_WHAT IS EXPECTED_
Change every "instance" in the lines below to "occurrence" and reproduce the lines with nothing else altered.

_RECORDS FOR THIS EXERCISE_

/---

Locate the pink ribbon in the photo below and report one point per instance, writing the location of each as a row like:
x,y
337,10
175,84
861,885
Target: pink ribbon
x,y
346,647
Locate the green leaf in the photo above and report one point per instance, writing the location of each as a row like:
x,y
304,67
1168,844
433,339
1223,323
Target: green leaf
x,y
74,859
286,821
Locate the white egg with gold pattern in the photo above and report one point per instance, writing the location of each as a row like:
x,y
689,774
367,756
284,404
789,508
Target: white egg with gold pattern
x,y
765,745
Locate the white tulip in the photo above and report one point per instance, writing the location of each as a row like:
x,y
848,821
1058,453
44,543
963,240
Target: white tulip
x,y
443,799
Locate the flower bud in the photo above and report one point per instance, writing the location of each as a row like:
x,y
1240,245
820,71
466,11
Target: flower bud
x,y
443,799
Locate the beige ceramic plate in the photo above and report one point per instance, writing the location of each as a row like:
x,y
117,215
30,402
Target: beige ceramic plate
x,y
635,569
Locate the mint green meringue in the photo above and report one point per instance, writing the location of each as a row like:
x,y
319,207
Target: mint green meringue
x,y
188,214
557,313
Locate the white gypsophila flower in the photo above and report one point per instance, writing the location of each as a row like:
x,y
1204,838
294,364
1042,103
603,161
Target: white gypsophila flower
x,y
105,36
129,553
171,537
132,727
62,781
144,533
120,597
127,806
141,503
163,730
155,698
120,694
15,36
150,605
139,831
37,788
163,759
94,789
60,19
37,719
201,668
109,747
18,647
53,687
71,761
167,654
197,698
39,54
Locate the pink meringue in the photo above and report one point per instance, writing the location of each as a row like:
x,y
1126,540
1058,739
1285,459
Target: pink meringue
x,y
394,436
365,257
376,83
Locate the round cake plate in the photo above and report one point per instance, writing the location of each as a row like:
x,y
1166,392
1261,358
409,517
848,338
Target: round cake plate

\---

_OUTPUT OF THE EXERCISE_
Locate the pink ribbon in the photo below and report one point per occurrence, writing the location of each as a row like:
x,y
337,10
175,84
861,885
Target: pink ribbon
x,y
346,647
Locate the green leaf in the photo above and report one point per occurrence, writing the location of each as a row like:
x,y
304,67
1168,844
433,339
1223,323
Target: green leaf
x,y
74,859
286,821
Locate the white egg with gold pattern in the photo above and report one point per occurrence, writing the location of each as a row like:
x,y
689,774
367,756
284,404
789,508
Target: white egg with gold pattern
x,y
765,745
Locate the white tulip in the photo above and report one point per occurrence, writing the location of each as a row like:
x,y
848,821
1058,453
44,543
963,240
Target: white tulip
x,y
443,799
Locate the flower bud in the photo above and report one point per occurrence, writing the location of each as a row like:
x,y
1240,245
820,71
466,11
Target: flower bud
x,y
443,799
Locate the beige ceramic plate in the photo above and report one point per occurrence, writing the location of each as a row like:
x,y
117,215
30,402
Target: beige ceramic plate
x,y
635,569
Locate the mint green meringue in the photo above and report one point per occurrence, writing the location of each as a row like:
x,y
319,207
Target: mint green meringue
x,y
188,214
557,313
Locate the white gypsophila flower in the photo above and report one point per occurrence, writing the location of each as a row like:
x,y
1204,838
294,364
1042,103
603,161
Target: white gypsophila flower
x,y
105,36
129,553
171,537
132,727
62,781
144,533
120,597
127,806
141,503
163,730
155,698
120,694
15,36
150,605
139,831
37,788
163,759
94,789
60,19
37,719
201,668
109,747
18,647
53,687
71,761
167,654
197,698
39,54
Locate the pink meringue in the photo above and report one point per occurrence, writing the location of each as a row like:
x,y
1126,540
1058,739
1285,459
Target: pink meringue
x,y
394,436
365,257
376,83
Locate the round cake plate in the photo above and report one point per occurrence, writing the location of each as a row like:
x,y
1166,392
1261,358
409,517
848,338
Target: round cake plate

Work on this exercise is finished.